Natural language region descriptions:
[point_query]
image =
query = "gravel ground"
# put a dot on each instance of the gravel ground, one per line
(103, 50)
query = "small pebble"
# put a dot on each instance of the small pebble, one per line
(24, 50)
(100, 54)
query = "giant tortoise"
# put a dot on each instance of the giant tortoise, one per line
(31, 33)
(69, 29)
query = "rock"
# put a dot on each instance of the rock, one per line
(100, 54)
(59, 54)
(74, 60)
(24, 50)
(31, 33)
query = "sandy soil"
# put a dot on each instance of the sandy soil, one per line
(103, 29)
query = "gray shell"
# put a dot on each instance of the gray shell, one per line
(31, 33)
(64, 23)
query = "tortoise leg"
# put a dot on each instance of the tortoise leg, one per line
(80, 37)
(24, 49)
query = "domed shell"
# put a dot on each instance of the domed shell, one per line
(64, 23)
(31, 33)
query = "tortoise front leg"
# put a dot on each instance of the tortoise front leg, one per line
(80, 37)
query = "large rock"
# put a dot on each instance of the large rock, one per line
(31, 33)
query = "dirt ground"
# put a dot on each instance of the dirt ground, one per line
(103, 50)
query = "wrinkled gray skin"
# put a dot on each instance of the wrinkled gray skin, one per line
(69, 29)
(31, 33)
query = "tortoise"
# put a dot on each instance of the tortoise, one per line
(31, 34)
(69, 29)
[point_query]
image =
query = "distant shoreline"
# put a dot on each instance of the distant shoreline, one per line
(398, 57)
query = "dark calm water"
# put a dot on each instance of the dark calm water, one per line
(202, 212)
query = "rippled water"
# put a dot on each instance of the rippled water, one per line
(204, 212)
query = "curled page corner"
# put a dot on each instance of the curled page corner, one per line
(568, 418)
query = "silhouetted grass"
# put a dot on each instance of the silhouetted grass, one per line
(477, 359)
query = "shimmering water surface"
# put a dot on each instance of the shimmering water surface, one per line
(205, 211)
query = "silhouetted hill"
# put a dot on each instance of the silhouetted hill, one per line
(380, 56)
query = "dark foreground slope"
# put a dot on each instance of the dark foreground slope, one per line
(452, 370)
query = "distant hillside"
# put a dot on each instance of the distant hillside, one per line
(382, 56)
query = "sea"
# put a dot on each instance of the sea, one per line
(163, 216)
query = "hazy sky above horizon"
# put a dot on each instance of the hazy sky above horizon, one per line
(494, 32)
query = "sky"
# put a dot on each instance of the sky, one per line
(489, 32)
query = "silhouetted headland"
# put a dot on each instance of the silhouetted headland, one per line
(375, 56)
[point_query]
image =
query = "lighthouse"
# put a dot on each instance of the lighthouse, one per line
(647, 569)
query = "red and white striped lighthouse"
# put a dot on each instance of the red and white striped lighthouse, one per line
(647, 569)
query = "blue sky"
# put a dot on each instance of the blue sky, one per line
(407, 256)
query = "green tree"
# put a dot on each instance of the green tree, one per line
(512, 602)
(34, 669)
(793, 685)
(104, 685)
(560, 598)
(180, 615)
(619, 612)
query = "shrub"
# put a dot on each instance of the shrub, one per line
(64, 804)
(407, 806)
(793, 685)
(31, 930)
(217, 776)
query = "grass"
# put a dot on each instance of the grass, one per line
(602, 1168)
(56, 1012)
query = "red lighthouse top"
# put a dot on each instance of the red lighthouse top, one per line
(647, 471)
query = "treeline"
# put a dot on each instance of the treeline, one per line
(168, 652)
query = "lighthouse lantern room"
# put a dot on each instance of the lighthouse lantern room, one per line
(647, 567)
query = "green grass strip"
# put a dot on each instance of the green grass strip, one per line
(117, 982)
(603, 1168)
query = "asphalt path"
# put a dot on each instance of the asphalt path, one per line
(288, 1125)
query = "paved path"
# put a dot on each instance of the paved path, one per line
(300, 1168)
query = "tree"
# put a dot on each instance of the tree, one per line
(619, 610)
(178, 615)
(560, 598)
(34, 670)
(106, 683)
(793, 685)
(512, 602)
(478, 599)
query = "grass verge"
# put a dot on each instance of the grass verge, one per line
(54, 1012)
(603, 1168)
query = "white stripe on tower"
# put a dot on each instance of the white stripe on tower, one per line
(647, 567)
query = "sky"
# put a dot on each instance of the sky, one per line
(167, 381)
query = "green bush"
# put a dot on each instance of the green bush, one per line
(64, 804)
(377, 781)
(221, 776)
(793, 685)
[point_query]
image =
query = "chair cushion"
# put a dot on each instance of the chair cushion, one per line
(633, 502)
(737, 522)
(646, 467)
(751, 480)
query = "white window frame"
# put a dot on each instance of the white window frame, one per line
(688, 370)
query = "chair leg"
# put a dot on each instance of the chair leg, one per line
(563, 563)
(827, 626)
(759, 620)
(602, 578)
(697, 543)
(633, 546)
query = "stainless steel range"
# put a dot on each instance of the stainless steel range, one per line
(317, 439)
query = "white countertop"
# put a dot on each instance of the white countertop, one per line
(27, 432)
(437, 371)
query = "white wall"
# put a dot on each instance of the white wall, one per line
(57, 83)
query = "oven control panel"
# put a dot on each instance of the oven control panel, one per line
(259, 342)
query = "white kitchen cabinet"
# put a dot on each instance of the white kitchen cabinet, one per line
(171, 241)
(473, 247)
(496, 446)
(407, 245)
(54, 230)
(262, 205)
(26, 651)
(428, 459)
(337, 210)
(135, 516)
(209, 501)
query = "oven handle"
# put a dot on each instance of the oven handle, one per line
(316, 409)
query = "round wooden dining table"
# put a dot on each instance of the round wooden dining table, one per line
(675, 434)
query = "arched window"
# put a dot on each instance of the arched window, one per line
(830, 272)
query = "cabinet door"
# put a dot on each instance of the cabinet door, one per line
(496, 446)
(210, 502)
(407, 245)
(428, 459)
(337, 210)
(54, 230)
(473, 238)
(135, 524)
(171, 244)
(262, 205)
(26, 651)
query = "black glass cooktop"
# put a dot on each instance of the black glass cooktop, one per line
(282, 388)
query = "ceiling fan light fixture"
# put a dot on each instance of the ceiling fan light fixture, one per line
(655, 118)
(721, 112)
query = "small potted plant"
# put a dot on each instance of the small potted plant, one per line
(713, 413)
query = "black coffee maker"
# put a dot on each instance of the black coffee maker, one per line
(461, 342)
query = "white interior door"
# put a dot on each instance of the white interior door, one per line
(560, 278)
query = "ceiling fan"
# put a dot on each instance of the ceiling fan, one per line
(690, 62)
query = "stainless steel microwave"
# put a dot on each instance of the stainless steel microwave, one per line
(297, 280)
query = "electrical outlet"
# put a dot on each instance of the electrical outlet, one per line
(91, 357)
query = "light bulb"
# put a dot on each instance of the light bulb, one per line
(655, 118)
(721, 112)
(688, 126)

__WHAT IS NEEDED__
The records need to be copied exactly, with no line left out.

__THE COMPLETED TASK__
[point_query]
image =
query = "gravel ground"
# put a dot on each instance of the gravel ground, one per line
(103, 50)
query = "small pebble"
# put a dot on each instance of the small pebble, one per line
(24, 50)
(100, 54)
query = "giant tortoise"
# put a dot on each instance of the giant tortoise, one per line
(31, 33)
(69, 29)
query = "rock"
# put a dot on each instance of the rock, one per line
(100, 54)
(59, 54)
(74, 60)
(24, 50)
(31, 33)
query = "sandy soil"
# put a dot on each instance of the sandy soil, one per line
(103, 29)
query = "gray shell"
# put a dot on each instance of the gray shell, one per line
(31, 33)
(64, 23)
query = "tortoise leg"
# put a dot on each instance of the tortoise leg, one per line
(80, 37)
(24, 49)
query = "domed shell"
# put a dot on each instance of the domed shell, one per line
(64, 23)
(31, 33)
query = "tortoise front leg"
# put a dot on each instance of the tortoise front leg, one per line
(80, 37)
query = "large rock"
# put a dot on each instance of the large rock, one per line
(31, 33)
query = "dirt ground"
# put a dot on each instance of the dirt ground, one per line
(103, 50)
query = "wrinkled gray skin"
# put a dot on each instance of the wrinkled gray skin, one per line
(69, 29)
(31, 33)
query = "tortoise"
# put a dot on each instance of the tortoise, one per line
(31, 34)
(69, 29)
[point_query]
image =
query = "distant shoreline"
# put a dot on each instance of the distant shoreline, one per line
(398, 57)
query = "dark calm water"
# put a dot on each instance of the dark calm water, one per line
(202, 212)
query = "rippled water"
# put a dot on each instance of the rippled water, one per line
(204, 212)
query = "curled page corner"
# put a dot on each instance of the curled page corner, one per line
(568, 418)
query = "silhouetted grass"
# put a dot on each instance of the silhouetted grass, one per line
(477, 359)
query = "shimmering water surface"
# put a dot on each instance of the shimmering water surface, one per line
(205, 211)
query = "silhouetted hill"
# put a dot on each instance of the silhouetted hill, one per line
(380, 56)
query = "dark foreground slope"
# put a dot on each instance of the dark foreground slope, one per line
(452, 370)
query = "distant hillside"
# put a dot on each instance of the distant hillside, one per line
(382, 56)
query = "sea"
# put a dot on each instance of the sea, one per line
(163, 216)
query = "hazy sky above horizon"
# put a dot on each instance of the hazy sky above horizon, one per line
(494, 32)
query = "sky"
# put a dot on each instance of the sky, one per line
(489, 32)
query = "silhouetted headland"
# put a dot on each instance of the silhouetted headland, one per line
(375, 56)
[point_query]
image =
query = "lighthouse"
# put a dot on each instance of the lighthouse, one per line
(647, 569)
query = "red and white striped lighthouse"
# put a dot on each instance of the red and white striped lighthouse, one per line
(647, 569)
query = "blue sky"
# put a dot on each instance of the blue sky, one per line
(407, 256)
query = "green tree"
# put a dot on each instance of the green tree, one per line
(512, 602)
(34, 669)
(793, 685)
(104, 685)
(560, 598)
(180, 615)
(619, 612)
query = "shrub"
# put a dot on each instance of the shrub, one per line
(64, 804)
(407, 806)
(793, 685)
(31, 930)
(217, 776)
query = "grass"
# put a dot on each instance of the grass, one per line
(602, 1168)
(56, 1012)
query = "red lighthouse top"
# put a dot on each instance of the red lighthouse top, one per line
(647, 471)
query = "treeline"
# put a dot on each instance of the treeline, one per line
(168, 652)
query = "lighthouse lantern room"
# put a dot on each instance of the lighthouse lantern room, one per line
(647, 567)
query = "green grass strip"
# put a dot on each instance of the green grass strip, one per line
(117, 982)
(603, 1168)
query = "asphalt path"
# put a dot on each instance of the asphalt path, one per line
(288, 1125)
query = "paved path"
# put a dot on each instance of the paved path, one per line
(300, 1168)
query = "tree"
# put a dot on each instance of the tree, one per line
(619, 610)
(178, 615)
(560, 598)
(34, 670)
(106, 683)
(793, 685)
(512, 602)
(478, 599)
query = "grass verge"
# put a dot on each instance of the grass verge, one per line
(54, 1012)
(603, 1168)
query = "white stripe on tower"
# put a dot on each instance of the white stripe on tower, one per line
(647, 567)
query = "sky"
# put a dot on each instance of the sky, one per line
(167, 381)
query = "green bush"
# put a dot on each instance of the green bush, one per line
(64, 804)
(377, 781)
(221, 776)
(793, 685)
[point_query]
image =
query = "chair cushion"
# put a dot on each instance of the chair cushion, one per line
(633, 502)
(737, 522)
(646, 467)
(751, 480)
query = "white window frame"
# put a dot on each instance of the white window frame, one per line
(688, 370)
query = "chair leg"
# put a dot on each instance of the chair leg, one per line
(563, 563)
(827, 626)
(759, 620)
(602, 578)
(697, 543)
(633, 546)
query = "stainless steel range"
# put a dot on each instance of the stainless steel range, one per line
(317, 439)
query = "white countertop"
# put a dot on each instance of the white countertop, one per line
(27, 432)
(437, 371)
query = "white wall"
# put a dot on each instance of the white wall, one per line
(57, 83)
query = "oven control panel"
# put a dot on each instance of the oven control panel, one per line
(259, 342)
query = "white kitchen cabinet"
# put a dot on each instance of the white kitchen cabinet, one per line
(171, 241)
(473, 247)
(496, 446)
(407, 245)
(54, 230)
(262, 205)
(26, 651)
(428, 459)
(337, 210)
(135, 516)
(209, 501)
query = "oven handle"
# put a dot on each instance of the oven handle, one per line
(316, 409)
query = "round wooden dining table"
# put a dot on each instance of the round wooden dining table, one per line
(675, 434)
query = "arched window"
# put a dot on each instance of the arched window, one per line
(830, 272)
query = "cabinet door"
# put a dot on each instance of the cabinet door, one per line
(496, 446)
(210, 502)
(407, 245)
(428, 459)
(337, 210)
(54, 230)
(473, 238)
(135, 524)
(171, 244)
(262, 205)
(26, 651)
query = "black glass cooktop"
# put a dot on each instance of the black glass cooktop, one per line
(282, 388)
query = "ceiling fan light fixture"
# put a dot on each instance of the ceiling fan light fixture, one per line
(655, 118)
(721, 112)
query = "small potted plant"
# put a dot on each instance of the small potted plant, one per line
(713, 413)
query = "black coffee maker"
# put a dot on each instance of the black coffee maker, one per line
(461, 342)
query = "white interior door"
# put a dot on each instance of the white interior door, one per line
(560, 278)
query = "ceiling fan"
# put a dot on each instance of the ceiling fan, one per line
(690, 62)
query = "stainless steel microwave"
# put a dot on each instance of the stainless steel microwave, one per line
(297, 280)
query = "electrical outlet"
# put a dot on each instance of the electrical outlet, one per line
(91, 357)
query = "light bulb"
# put a dot on each instance of the light bulb, one per line
(655, 118)
(721, 112)
(688, 126)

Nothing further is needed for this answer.